» **Task description**: Print the entries in full, word for word, but not the pictures.

— start The records —

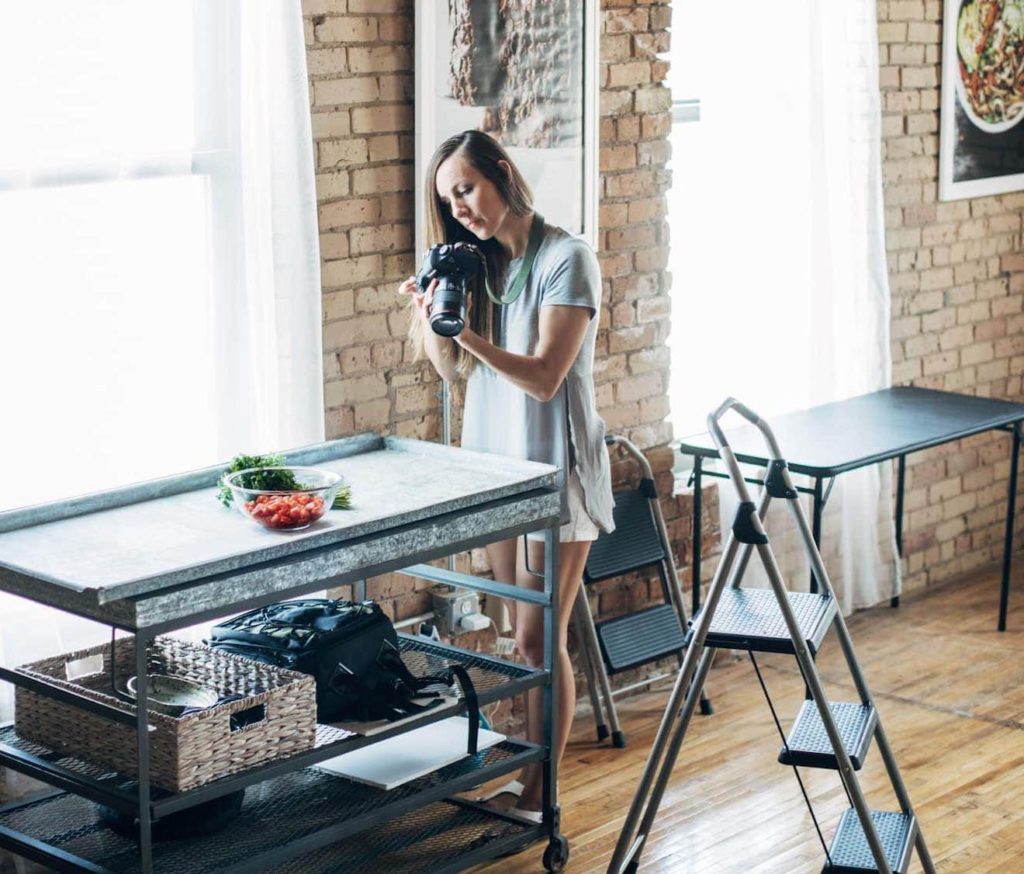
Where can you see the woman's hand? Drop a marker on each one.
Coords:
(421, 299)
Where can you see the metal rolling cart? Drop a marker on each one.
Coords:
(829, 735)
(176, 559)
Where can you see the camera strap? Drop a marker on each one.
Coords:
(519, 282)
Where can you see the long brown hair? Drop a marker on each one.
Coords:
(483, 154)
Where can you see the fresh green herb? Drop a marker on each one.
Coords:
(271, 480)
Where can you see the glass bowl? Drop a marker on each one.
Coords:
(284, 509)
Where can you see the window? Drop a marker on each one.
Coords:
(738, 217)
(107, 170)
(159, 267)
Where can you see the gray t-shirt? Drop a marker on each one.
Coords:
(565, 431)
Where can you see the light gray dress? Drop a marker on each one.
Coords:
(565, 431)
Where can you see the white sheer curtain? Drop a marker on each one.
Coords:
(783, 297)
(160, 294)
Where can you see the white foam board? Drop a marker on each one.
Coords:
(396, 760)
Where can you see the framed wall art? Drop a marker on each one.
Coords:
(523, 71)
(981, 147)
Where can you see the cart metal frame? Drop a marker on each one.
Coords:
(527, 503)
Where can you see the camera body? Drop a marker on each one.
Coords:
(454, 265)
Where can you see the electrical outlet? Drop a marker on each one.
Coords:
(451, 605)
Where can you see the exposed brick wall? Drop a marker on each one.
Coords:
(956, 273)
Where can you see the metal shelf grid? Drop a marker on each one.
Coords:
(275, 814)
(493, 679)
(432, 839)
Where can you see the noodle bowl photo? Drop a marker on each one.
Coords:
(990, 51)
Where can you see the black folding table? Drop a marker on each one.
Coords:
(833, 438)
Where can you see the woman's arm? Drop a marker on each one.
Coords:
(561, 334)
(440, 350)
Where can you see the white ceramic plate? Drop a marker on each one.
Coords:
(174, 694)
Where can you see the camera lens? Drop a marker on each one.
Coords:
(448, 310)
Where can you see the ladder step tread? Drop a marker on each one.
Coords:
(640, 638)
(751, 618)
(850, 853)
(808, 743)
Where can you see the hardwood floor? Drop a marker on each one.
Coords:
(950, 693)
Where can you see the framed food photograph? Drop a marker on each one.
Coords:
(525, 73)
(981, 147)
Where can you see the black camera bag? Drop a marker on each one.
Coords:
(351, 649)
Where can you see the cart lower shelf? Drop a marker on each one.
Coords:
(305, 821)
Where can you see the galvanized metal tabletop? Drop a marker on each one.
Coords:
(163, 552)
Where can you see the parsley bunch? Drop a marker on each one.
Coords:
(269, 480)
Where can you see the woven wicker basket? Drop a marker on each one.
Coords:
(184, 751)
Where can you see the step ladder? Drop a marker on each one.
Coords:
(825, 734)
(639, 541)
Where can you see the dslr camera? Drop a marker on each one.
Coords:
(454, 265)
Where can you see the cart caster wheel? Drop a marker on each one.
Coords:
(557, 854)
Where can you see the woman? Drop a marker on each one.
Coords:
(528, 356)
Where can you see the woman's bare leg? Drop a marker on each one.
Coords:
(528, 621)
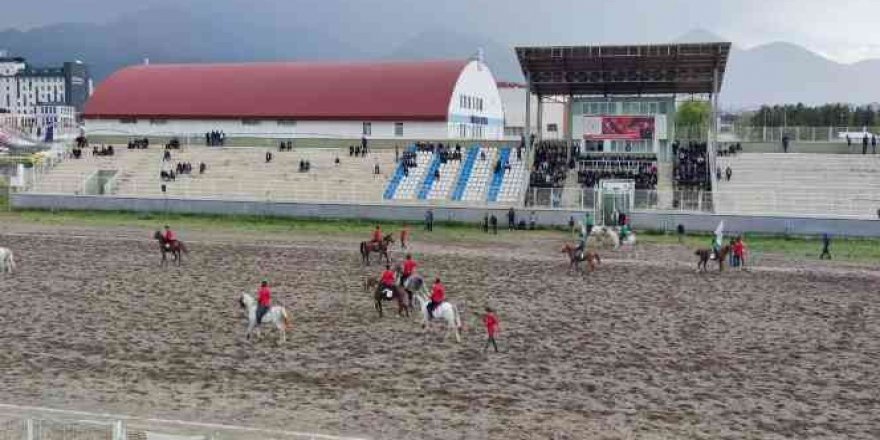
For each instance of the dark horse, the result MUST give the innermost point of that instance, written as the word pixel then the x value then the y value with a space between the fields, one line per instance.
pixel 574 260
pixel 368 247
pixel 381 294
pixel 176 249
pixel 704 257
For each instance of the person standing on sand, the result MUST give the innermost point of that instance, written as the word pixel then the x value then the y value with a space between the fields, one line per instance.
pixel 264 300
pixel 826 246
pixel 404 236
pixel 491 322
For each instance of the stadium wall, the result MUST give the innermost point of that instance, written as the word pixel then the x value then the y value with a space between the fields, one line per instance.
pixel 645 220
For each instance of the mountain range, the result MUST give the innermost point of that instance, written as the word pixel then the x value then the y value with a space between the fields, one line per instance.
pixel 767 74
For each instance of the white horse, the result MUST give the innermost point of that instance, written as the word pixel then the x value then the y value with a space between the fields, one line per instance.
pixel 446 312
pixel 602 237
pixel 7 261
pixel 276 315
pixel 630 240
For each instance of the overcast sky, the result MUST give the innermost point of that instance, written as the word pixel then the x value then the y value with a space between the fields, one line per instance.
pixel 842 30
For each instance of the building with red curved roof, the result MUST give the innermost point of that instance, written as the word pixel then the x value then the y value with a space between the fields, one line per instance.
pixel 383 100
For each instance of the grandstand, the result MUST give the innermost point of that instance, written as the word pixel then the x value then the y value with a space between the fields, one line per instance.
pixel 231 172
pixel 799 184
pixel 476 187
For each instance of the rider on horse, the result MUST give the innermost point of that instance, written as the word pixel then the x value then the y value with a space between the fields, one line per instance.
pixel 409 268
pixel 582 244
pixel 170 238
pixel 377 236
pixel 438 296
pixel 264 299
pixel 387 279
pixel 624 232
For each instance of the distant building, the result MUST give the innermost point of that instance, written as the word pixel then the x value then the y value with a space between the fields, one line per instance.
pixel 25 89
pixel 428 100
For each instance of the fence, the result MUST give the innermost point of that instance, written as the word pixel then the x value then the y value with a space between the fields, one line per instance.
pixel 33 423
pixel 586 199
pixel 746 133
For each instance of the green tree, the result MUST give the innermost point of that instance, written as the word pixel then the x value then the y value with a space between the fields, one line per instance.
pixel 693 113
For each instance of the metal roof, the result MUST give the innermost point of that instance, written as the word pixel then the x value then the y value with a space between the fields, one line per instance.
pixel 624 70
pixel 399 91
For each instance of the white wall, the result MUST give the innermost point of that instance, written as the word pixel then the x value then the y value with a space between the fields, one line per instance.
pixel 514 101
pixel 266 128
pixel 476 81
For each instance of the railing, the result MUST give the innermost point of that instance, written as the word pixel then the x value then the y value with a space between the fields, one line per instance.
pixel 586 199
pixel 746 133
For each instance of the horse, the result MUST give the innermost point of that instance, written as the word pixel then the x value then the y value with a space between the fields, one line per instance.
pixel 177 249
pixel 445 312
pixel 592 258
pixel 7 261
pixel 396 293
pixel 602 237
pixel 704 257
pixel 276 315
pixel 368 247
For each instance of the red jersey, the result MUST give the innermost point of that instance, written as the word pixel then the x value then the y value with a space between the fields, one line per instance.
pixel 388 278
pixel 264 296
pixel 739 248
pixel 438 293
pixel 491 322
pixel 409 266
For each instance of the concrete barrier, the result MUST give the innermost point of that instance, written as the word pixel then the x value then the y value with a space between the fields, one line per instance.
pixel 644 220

— end The records —

» **Answer**:
Where can you see the woman's hand? Drop a marker on each one.
Coords:
(421, 299)
Where can you see the metal rolling cart? Drop a marker on each one.
Coords:
(829, 735)
(176, 559)
Where can you see the camera strap? Drop a marker on each one.
Coords:
(519, 282)
Where can you see the long brown hair? Drop a marker on each one.
Coords:
(483, 154)
Where can you see the fresh green herb? Drop a marker on each one.
Coords:
(271, 480)
Where can you see the glass bowl? Drop a marker on each one.
Coords:
(284, 509)
Where can you see the window? Drop a marker on each one.
Coords:
(738, 217)
(107, 170)
(159, 267)
Where can you see the gray t-shirt? Drop a marker on each one.
Coords:
(565, 431)
Where can you see the light gray dress? Drop a marker on each one.
Coords:
(565, 431)
Where can you see the white sheer curtain? Drop a marker on each one.
Coords:
(783, 297)
(160, 294)
Where can you see the white foam board? Drop a marker on each one.
Coords:
(396, 760)
Where can you see the framed wall art? Drop a marker on each one.
Coords:
(523, 71)
(981, 147)
Where can you see the cart metal frame? Drop a marker on each one.
Coords:
(527, 503)
Where can you see the camera body? Drop a marker on each one.
Coords:
(454, 265)
Where can you see the electrical outlet? Drop a marker on each one.
Coords:
(451, 605)
Where can you see the exposed brick wall? Drop a marker on each one.
Coords:
(956, 273)
Where can you see the metal shelf grid? Drop a marker on each one.
Coords:
(275, 814)
(493, 679)
(432, 839)
Where can you see the noodle bowl photo? Drop a marker on each one.
Coords:
(990, 51)
Where can you see the black folding table? Drop a marker on each one.
Coords:
(833, 438)
Where can you see the woman's arm? Drop a marker on each one.
Coords:
(561, 334)
(440, 350)
Where can you see the white ceramic plate? Drop a marker on each one.
Coords:
(174, 694)
Where can you see the camera lens? Drop a marker on each one.
Coords:
(448, 310)
Where can you see the ladder step tread? Drop a marker on each one.
Coords:
(640, 638)
(751, 618)
(850, 853)
(808, 743)
Where can you see the hardwood floor? Drop a marker on each one.
Coords:
(950, 693)
Where can you see the framed food photograph? Drop a marker on each one.
Coords:
(525, 73)
(981, 147)
Where can you see the black camera bag? Drop a marker on each one.
Coords:
(351, 649)
Where can you see the cart lower shelf? Drop a marker on each one.
Coords:
(305, 821)
Where can you see the galvanized metal tabletop? Drop a marker on each one.
Coords:
(163, 552)
Where can you see the parsley bunch? Drop a marker on each one.
Coords:
(269, 480)
Where can you see the woven wicker basket? Drop a marker on each one.
Coords:
(184, 751)
Where can you see the step ladder? Drop a marker on each one.
Coords:
(825, 734)
(639, 541)
Where can you see the dslr camera? Drop a marker on each one.
Coords:
(454, 265)
Where can you see the cart caster wheel? Drop a marker on each one.
Coords:
(557, 854)
Where can you see the woman? Drop a marker on each one.
Coords:
(528, 356)
Where can you see the woman's bare leg? Drop a marker on each one.
Coords:
(528, 621)
For each instance of the dark horse, the result MUST give the innermost point of that instance, written as the word pixel then the x value then the y value with a space between the fields, one line per instance.
pixel 574 260
pixel 368 247
pixel 381 294
pixel 176 249
pixel 704 257
For each instance of the person standing on sand, the result MUST give the innermost point of that instance, written as the word pixel then the x value then the y value with a space between the fields, one line per instance.
pixel 264 300
pixel 826 246
pixel 404 236
pixel 491 322
For each instance of the stadium wall, the result MUST give the innermost point of that instance, written as the word pixel then the x value then the y value with a space between the fields, one line per instance.
pixel 645 220
For each instance of the mountain range, the result MUST give the innermost point of that instance, written as the word pixel then the x value then the y value with a space between the fields, one line per instance.
pixel 767 74
For each instance of the white horse, the result MUST give the innermost point of that instance, written as the word pixel then the x value then the y value with a space between the fields, one line per instance.
pixel 446 312
pixel 602 237
pixel 7 261
pixel 276 315
pixel 630 240
For each instance of the overcast sky, the result MUST give the innermost point of that instance, written as the word pixel then the x value then the y value with a space between the fields, one line per instance.
pixel 842 30
For each instance of the building with red curved roof, the result MUST give the innermost point of that instance, written as the word pixel then the x value then the y value with a space between the fields, one line per instance.
pixel 383 100
For each instance of the grandstand, the result MUST give the innermost point of that instance, written as the word pixel then the x value then the y value with a space between the fields, one line per instance.
pixel 231 172
pixel 799 184
pixel 476 187
For each instance of the rider on horse, the result MUST give the innermost point of that instance, written as the word pixel then the x value then the y value with a space between the fields, one line per instance.
pixel 409 268
pixel 582 244
pixel 170 238
pixel 377 236
pixel 438 296
pixel 264 299
pixel 387 279
pixel 624 232
For each instance of the distant building, the result MUST give the innermost point of that instance, written as the word pixel then the x value then the y value with a space between the fields, one line per instance.
pixel 25 89
pixel 428 100
For each instance of the fence, the result MUST give the innermost point of that instance, written as the word pixel then the x value then the y value with a space between the fields, one line per instance.
pixel 33 423
pixel 586 199
pixel 746 133
For each instance of the green tree, the result MUST give the innermost point of that instance, written as the word pixel then the x value then the y value with a space between the fields, one line per instance.
pixel 693 113
For each instance of the metal roof, the result MUST give the innermost point of that instance, written as the word pixel then the x value then the y value with a space between the fields, one line per instance.
pixel 624 70
pixel 399 91
For each instance of the white wall, the result MUST give the innermost point of that instance, written as the word pixel then the x value then the y value with a space between the fields, one line per instance.
pixel 514 101
pixel 266 128
pixel 476 81
For each instance of the railing, the result MUST give the innermost point of that instance, written as the word pixel then the x value then the y value with a space between the fields, one line per instance.
pixel 586 199
pixel 746 133
For each instance of the horse, the result MUST give the innermost point of that instance, written as the word pixel then the x value then the y value with a space between the fields, one line per instance.
pixel 177 249
pixel 445 312
pixel 592 258
pixel 7 261
pixel 396 293
pixel 602 237
pixel 704 257
pixel 276 315
pixel 368 247
For each instance of the red jersey, the result MUST give the innermost point of that instance, written as the word pixel then the x value then the y value with a space between the fields, one line per instance.
pixel 388 278
pixel 264 296
pixel 739 248
pixel 438 293
pixel 491 322
pixel 409 266
For each instance of the concrete barrier, the result MUST give the innermost point of that instance, written as the word pixel then the x value then the y value with a space between the fields, one line per instance.
pixel 644 220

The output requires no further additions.